## Aim of the exercise
Please repeat all of the records below word for word, leaving the pictures out of your answer.

## Data entries
## BEGIN
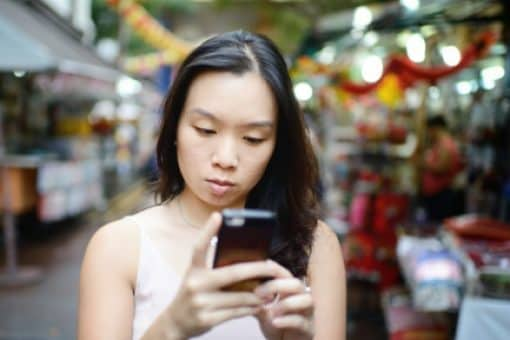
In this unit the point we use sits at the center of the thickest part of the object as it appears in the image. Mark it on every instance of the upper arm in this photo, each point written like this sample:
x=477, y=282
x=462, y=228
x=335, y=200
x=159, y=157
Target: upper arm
x=106, y=285
x=326, y=272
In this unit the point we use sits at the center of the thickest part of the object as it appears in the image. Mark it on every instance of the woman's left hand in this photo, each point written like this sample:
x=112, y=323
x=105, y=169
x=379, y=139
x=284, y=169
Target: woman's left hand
x=290, y=313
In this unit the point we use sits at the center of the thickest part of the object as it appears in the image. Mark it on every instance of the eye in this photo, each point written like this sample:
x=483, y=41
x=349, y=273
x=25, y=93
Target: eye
x=253, y=141
x=203, y=131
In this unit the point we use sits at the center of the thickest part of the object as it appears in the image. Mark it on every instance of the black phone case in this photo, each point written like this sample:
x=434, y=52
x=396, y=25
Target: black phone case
x=245, y=235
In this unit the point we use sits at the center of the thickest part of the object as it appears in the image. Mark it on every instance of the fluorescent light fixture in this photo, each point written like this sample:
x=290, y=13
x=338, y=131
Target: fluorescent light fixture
x=371, y=38
x=450, y=54
x=372, y=69
x=493, y=72
x=463, y=87
x=415, y=48
x=411, y=5
x=362, y=17
x=127, y=86
x=327, y=55
x=303, y=91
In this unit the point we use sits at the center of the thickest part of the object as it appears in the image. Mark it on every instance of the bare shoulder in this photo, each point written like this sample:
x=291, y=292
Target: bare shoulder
x=326, y=252
x=325, y=237
x=114, y=246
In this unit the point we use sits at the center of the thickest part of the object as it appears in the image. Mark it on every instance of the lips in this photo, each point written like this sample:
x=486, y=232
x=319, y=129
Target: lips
x=220, y=187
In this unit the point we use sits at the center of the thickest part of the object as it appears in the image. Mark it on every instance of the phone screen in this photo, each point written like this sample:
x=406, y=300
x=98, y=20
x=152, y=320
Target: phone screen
x=245, y=235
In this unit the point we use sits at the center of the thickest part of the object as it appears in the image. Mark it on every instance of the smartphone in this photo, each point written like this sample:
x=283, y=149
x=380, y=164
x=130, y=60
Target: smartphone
x=245, y=235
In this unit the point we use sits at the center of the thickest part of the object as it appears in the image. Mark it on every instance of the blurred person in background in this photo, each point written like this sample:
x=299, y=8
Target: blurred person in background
x=442, y=163
x=232, y=137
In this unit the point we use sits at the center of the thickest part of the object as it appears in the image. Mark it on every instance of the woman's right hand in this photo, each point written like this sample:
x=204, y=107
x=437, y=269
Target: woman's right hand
x=200, y=304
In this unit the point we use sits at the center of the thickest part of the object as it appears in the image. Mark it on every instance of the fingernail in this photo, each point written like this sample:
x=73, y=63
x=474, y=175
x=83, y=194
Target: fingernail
x=276, y=321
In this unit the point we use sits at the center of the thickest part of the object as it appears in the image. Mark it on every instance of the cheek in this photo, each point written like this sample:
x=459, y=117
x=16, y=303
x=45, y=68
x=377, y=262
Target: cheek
x=190, y=150
x=256, y=162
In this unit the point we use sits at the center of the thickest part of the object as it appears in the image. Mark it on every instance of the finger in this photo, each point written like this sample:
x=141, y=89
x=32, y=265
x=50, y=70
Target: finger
x=294, y=321
x=283, y=287
x=212, y=318
x=221, y=300
x=295, y=303
x=224, y=276
x=204, y=241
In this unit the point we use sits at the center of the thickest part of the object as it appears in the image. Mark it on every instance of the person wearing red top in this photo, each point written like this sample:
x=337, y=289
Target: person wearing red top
x=442, y=163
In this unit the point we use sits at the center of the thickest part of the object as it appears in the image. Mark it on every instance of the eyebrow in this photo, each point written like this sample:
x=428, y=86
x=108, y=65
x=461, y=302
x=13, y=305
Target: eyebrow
x=204, y=113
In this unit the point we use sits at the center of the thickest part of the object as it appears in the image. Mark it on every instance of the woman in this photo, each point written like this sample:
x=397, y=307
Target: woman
x=441, y=165
x=232, y=136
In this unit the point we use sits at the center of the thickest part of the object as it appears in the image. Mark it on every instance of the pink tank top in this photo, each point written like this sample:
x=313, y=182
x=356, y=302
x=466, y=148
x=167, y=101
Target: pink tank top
x=156, y=286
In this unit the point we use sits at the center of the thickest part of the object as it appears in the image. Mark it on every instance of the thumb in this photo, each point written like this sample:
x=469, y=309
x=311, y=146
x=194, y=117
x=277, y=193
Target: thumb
x=204, y=241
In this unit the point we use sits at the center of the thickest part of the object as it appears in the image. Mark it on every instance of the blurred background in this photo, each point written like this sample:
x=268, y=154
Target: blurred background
x=422, y=209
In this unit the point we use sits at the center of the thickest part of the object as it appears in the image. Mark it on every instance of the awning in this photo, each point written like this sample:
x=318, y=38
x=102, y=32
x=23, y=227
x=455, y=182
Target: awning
x=61, y=41
x=19, y=52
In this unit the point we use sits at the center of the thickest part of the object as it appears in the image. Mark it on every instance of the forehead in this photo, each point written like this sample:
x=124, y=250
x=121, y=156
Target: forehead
x=227, y=95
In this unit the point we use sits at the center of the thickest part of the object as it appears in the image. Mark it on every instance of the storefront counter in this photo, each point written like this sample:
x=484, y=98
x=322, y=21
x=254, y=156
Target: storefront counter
x=483, y=319
x=21, y=177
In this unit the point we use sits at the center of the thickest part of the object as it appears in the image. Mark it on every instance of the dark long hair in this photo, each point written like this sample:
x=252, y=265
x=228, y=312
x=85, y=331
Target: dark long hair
x=288, y=183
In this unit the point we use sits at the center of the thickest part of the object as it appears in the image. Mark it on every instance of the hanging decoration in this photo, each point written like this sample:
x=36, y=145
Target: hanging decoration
x=407, y=72
x=173, y=48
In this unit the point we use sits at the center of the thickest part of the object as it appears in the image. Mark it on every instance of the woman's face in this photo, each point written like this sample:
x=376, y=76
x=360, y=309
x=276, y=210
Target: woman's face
x=226, y=136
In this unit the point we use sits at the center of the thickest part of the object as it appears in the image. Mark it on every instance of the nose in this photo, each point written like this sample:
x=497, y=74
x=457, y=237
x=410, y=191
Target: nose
x=226, y=154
## END
## Exercise response
In this unit the point we use sits at the center of the thickest part of the object as it appears in the image. Mark it on every instance of the upper arm in this photo, each point written like this sample:
x=477, y=282
x=462, y=228
x=335, y=200
x=159, y=157
Target: upper arm
x=106, y=285
x=326, y=272
In this unit the point we use sits at the center of the thickest part of the object as it appears in the image. Mark it on every instance of the woman's left hand in this photo, each point written like this sample:
x=112, y=323
x=105, y=169
x=379, y=139
x=284, y=169
Target: woman's left hand
x=290, y=313
In this unit the point we use sits at the center of the thickest part of the object as it appears in the image. Mark it on every instance of the eye in this photo, each point written like this sample:
x=483, y=41
x=349, y=273
x=25, y=93
Target: eye
x=253, y=141
x=203, y=131
In this unit the point we use sits at the center of the thickest part of the object as it appears in the image. Mark it on every instance of the black phone case in this photo, each point written like this sample:
x=434, y=52
x=396, y=25
Target: black phone case
x=245, y=235
In this unit the point we use sits at the center of the thickest part of the object as it appears in the image. Mark it on every instance of the fluorescent light fixture in this photo, each point written like this sample:
x=290, y=13
x=338, y=131
Target: fluorescent light fixture
x=371, y=38
x=450, y=54
x=372, y=69
x=493, y=72
x=463, y=87
x=415, y=48
x=411, y=5
x=362, y=17
x=127, y=86
x=327, y=55
x=303, y=91
In this unit the point we use sits at the center of the thickest part of the object as it appears in the image. Mark it on every instance of the bare shoulder in this photo, each point written like this sample:
x=291, y=292
Target: bare shoulder
x=326, y=252
x=325, y=237
x=114, y=246
In this unit the point we use sits at the center of the thickest part of the object as it appears in the image. Mark it on every instance of the lips in this photo, each point written like this sample:
x=486, y=232
x=319, y=129
Target: lips
x=220, y=187
In this unit the point we use sits at the center of the thickest part of the object as it appears in the image. Mark it on every instance of the phone screen in this photo, each point written like this sample:
x=406, y=300
x=98, y=20
x=152, y=320
Target: phone screen
x=245, y=235
In this unit the point we use sits at the center of the thickest part of the object as it appears in the image. Mark it on every instance of the smartphone in this photo, each point written like this sample:
x=283, y=149
x=380, y=164
x=130, y=60
Target: smartphone
x=245, y=235
In this unit the point we use sits at the center of the thickest part of the object as it appears in the image. Mark it on every instance of the blurred person in background in this photo, each point written like this sample:
x=299, y=8
Target: blurred person in background
x=442, y=163
x=232, y=137
In this unit the point we use sits at the center of the thickest part of the object as it appears in the image. Mark it on every instance of the woman's right hand in this photo, each point written like this sample:
x=204, y=107
x=437, y=269
Target: woman's right hand
x=200, y=304
In this unit the point we use sits at the center of the thickest part of the object as it appears in the image. Mark it on every instance of the fingernail in this photo, each point written like this sample:
x=73, y=63
x=474, y=175
x=83, y=194
Target: fingernail
x=276, y=321
In this unit the point we use sits at the center of the thickest part of the object as it appears in the image. Mark it on every instance of the cheek in this photo, each point written like this sample:
x=459, y=117
x=16, y=303
x=45, y=68
x=377, y=262
Target: cheek
x=190, y=150
x=256, y=162
In this unit the point we use sits at the center of the thickest part of the object as it appears in the image. Mark it on every instance of the finger in this photo, each point written like this sample:
x=141, y=89
x=32, y=265
x=50, y=70
Target: finger
x=294, y=321
x=283, y=287
x=212, y=318
x=221, y=300
x=295, y=303
x=224, y=276
x=204, y=241
In this unit the point we use sits at the center of the thickest part of the object as it appears in the image. Mark it on every instance of the person wearing red top in this photo, each point written like this sample:
x=337, y=289
Target: person wearing red top
x=442, y=163
In this unit the point we use sits at the center of the thickest part of the object as it appears in the image. Mark it on every instance of the eyebrow in this photo, each point written like this sample:
x=428, y=86
x=108, y=65
x=461, y=302
x=13, y=305
Target: eyebrow
x=204, y=113
In this unit the point we use sits at the center of the thickest part of the object as it appears in the image. Mark it on every instance of the woman in this photo, each point written like this sample:
x=397, y=307
Target: woman
x=441, y=165
x=232, y=136
In this unit the point we use sits at the center of the thickest part of the object as it appears in the image. Mark it on every instance of the pink tank top in this photo, each point written like this sample:
x=313, y=182
x=356, y=302
x=466, y=148
x=167, y=101
Target: pink tank top
x=156, y=286
In this unit the point we use sits at the center of the thickest part of the object as it appears in the image. Mark it on every instance of the thumb in this photo, each point written like this sample:
x=469, y=309
x=311, y=146
x=194, y=117
x=277, y=193
Target: thumb
x=204, y=241
In this unit the point we use sits at the center of the thickest part of the object as it appears in the image. Mark it on every instance of the blurred background in this photo, each point written like this sample:
x=268, y=154
Target: blurred background
x=422, y=209
In this unit the point we use sits at the center of the thickest part of the object as it appears in the image. Mark it on every instance of the awning in this photo, each point written like this sample:
x=318, y=38
x=102, y=32
x=23, y=227
x=455, y=182
Target: awning
x=61, y=41
x=19, y=52
In this unit the point we use sits at the center of the thickest part of the object as it appears in the image. Mark it on every instance of the forehead in this photo, each point written like this sample:
x=124, y=250
x=121, y=156
Target: forehead
x=227, y=95
In this unit the point we use sits at the center of the thickest part of the object as it appears in the image. Mark it on every instance of the storefront counter in this photo, each point written like this sample:
x=484, y=98
x=322, y=21
x=254, y=156
Target: storefront counter
x=483, y=319
x=21, y=177
In this unit the point we use sits at the center of the thickest part of the object as it appears in the image. Mark it on every instance of the dark long hair in this photo, each point written like this sample:
x=252, y=265
x=228, y=312
x=85, y=331
Target: dark long hair
x=288, y=183
In this unit the point we use sits at the center of the thickest part of the object as it appears in the image. Mark it on every instance of the hanging decoration in this photo, each point written like this sample:
x=36, y=145
Target: hanging decoration
x=407, y=72
x=173, y=48
In this unit the point we use sits at the center of the thickest part of the object as it appears in the image. Mark it on every instance of the woman's face in this photo, each point written like this sample:
x=376, y=76
x=360, y=309
x=276, y=210
Target: woman's face
x=226, y=136
In this unit the point we use sits at the center of the thickest part of the object as it appears in the image. Mark it on every instance of the nose in this photo, each point written like this sample:
x=497, y=74
x=457, y=237
x=410, y=191
Target: nose
x=226, y=154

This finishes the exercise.